→ **Challenge**
Every record here needs to be written out again exactly.
──────── Working data
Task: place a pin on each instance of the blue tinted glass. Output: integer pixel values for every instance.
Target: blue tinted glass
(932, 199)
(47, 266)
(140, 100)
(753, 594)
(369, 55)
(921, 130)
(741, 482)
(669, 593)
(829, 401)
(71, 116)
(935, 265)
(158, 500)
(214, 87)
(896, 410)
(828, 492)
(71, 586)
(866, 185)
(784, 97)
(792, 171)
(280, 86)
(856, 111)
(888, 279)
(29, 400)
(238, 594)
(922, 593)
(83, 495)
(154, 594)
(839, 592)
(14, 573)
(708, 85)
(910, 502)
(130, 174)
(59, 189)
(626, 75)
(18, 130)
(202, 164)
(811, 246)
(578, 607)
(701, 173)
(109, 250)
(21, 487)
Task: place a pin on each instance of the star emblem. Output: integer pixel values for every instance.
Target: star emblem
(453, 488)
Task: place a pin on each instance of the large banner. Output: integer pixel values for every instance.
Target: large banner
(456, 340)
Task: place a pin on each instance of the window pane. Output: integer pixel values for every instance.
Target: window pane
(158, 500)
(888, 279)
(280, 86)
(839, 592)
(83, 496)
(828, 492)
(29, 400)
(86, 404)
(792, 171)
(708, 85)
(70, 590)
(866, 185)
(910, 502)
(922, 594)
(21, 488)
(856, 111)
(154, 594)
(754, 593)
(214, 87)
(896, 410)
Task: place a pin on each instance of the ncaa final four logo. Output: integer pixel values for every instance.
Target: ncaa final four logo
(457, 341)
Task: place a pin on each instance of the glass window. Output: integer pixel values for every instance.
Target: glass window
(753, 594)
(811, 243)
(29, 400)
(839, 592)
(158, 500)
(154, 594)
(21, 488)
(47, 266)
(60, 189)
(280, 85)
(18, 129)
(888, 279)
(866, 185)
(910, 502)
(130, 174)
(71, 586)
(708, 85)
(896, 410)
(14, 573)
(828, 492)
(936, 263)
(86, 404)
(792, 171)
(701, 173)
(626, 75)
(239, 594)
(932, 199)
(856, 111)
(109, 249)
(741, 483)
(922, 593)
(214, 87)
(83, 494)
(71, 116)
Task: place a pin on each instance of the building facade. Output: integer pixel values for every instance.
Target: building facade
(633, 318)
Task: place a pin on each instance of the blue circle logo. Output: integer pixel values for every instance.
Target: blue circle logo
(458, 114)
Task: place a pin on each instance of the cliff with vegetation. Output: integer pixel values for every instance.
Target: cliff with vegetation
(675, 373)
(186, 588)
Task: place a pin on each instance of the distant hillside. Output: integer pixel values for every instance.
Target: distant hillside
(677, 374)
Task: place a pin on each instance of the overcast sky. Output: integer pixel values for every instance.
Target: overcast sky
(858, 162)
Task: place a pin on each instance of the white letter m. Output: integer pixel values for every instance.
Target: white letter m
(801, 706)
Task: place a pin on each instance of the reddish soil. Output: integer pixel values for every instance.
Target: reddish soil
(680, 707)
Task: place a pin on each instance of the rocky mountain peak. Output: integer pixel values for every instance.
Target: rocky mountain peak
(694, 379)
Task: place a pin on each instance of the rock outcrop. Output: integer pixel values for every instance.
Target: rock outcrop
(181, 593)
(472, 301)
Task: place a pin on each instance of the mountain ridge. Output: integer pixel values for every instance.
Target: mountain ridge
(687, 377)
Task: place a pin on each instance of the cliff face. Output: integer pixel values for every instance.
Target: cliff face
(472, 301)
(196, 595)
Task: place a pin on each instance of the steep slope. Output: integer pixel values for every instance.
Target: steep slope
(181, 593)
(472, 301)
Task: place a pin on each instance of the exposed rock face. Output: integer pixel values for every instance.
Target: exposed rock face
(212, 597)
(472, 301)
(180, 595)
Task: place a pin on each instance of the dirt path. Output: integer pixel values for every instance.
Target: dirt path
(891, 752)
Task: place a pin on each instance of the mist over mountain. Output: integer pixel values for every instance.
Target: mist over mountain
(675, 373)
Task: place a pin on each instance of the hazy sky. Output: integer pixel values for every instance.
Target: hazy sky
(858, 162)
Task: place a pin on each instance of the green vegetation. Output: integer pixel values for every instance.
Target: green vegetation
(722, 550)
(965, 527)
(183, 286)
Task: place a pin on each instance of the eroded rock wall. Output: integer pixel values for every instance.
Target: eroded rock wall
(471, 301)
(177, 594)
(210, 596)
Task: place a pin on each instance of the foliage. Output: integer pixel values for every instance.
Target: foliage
────────────────
→ **Complete answer**
Task: place a pin on each instance of the blue tinted glass. Output: integer pixel values for every instance.
Target: blue tinted glass
(932, 199)
(47, 266)
(140, 100)
(753, 594)
(369, 55)
(921, 130)
(741, 482)
(669, 593)
(829, 401)
(71, 116)
(935, 265)
(158, 500)
(214, 87)
(896, 410)
(828, 492)
(71, 586)
(866, 185)
(784, 97)
(792, 171)
(280, 86)
(856, 111)
(888, 279)
(29, 400)
(238, 594)
(922, 593)
(83, 495)
(154, 594)
(839, 592)
(14, 573)
(708, 85)
(910, 502)
(130, 174)
(59, 189)
(626, 75)
(18, 130)
(202, 164)
(811, 246)
(578, 607)
(701, 173)
(109, 250)
(21, 487)
Task: place a pin on each instance of the star emblem. Output: integer pixel values for every instance.
Target: star emblem
(453, 488)
Task: place a pin on each instance of the large banner. Output: integer pixel values for every instance.
Target: large banner
(456, 340)
Task: place a pin on each instance of the window pane. Output: integer pixel values for every instance.
Target: window pane
(158, 500)
(888, 279)
(280, 86)
(839, 592)
(83, 496)
(828, 492)
(29, 400)
(86, 404)
(792, 171)
(708, 85)
(70, 590)
(866, 185)
(910, 502)
(922, 594)
(21, 488)
(856, 111)
(154, 594)
(754, 593)
(214, 87)
(896, 410)
Task: place a pin on each instance of the ncaa final four logo. Output: integer pixel values for every instance.
Target: ncaa final four logo
(457, 341)
Task: place a pin on each instance of the glass window. Output: integer pixel values for every instance.
Target: glass window
(753, 594)
(811, 243)
(29, 400)
(839, 592)
(158, 500)
(154, 594)
(21, 488)
(47, 266)
(60, 189)
(280, 85)
(18, 129)
(888, 279)
(866, 185)
(910, 502)
(130, 174)
(71, 586)
(708, 85)
(896, 410)
(14, 573)
(828, 492)
(936, 263)
(86, 404)
(792, 171)
(701, 173)
(626, 75)
(239, 594)
(932, 199)
(856, 111)
(109, 249)
(741, 483)
(922, 593)
(214, 87)
(83, 494)
(71, 116)
Task: place a pin on each instance of the building facade. Output: integer pixel values for every instance.
Target: building facade
(633, 318)
Task: place a pin on each instance of the blue circle logo. Output: integer pixel values for every instance.
Target: blue circle logo
(458, 114)
Task: place a pin on each instance of the cliff with vegetation. Output: integer pixel values for every instance.
Target: cliff with vegetation
(675, 373)
(186, 588)
Task: place a pin on each instance of the distant hillside. Output: integer pixel values for every instance.
Target: distant hillside
(677, 374)
Task: place a pin on each instance of the overcast sky. Output: integer pixel values for every instance.
Target: overcast sky
(858, 162)
Task: place a pin on each instance of the white letter m. Output: integer pixel values for every instance.
Target: white letter m
(801, 706)
Task: place a pin on each instance of the reddish soil. Output: integer pixel values for every instance.
Target: reddish soil
(680, 707)
Task: place a pin on each instance of the rocky mountain peak. Output: integer pixel values for every instance.
Target: rocky mountain peak
(694, 379)
Task: place a pin on each instance of the rock outcrop. Output: integer pixel values for every instance.
Target: rock outcrop
(181, 593)
(472, 301)
Task: place a pin on each instance of the mountain ridge. Output: integer pixel values for every instance.
Target: mountain ridge
(687, 377)
Task: place a pin on each instance of the cliff face. Output: integer pixel values for every instance.
Target: cliff face
(472, 301)
(196, 595)
Task: place a pin on each instance of the steep slope. Output: integer pixel values for every instance.
Target: steep slope
(181, 593)
(472, 301)
Task: place a pin on each instance of the exposed rock face. Output: integer pixel values for every instance.
Target: exposed rock face
(212, 597)
(472, 301)
(180, 595)
Task: place a pin on each instance of the dirt path. Output: integer pixel values for every instance.
Target: dirt path
(891, 752)
Task: place a pin on each instance of the mist over mountain. Output: integer pixel values for every instance.
Target: mist over mountain
(675, 373)
Task: place a pin on each instance of the hazy sky. Output: integer pixel values for every instance.
Target: hazy sky
(858, 162)
Task: place a pin on each instance of the green vegetation. Output: integer pixel values for every instance.
Target: green vegetation
(722, 550)
(965, 527)
(183, 286)
Task: place a pin on each instance of the eroded rock wall. Output: integer pixel values for every instance.
Target: eroded rock wall
(471, 301)
(177, 594)
(210, 596)
Task: place a pin on each instance of the foliage. Output: integer pixel values for every instance.
Target: foliage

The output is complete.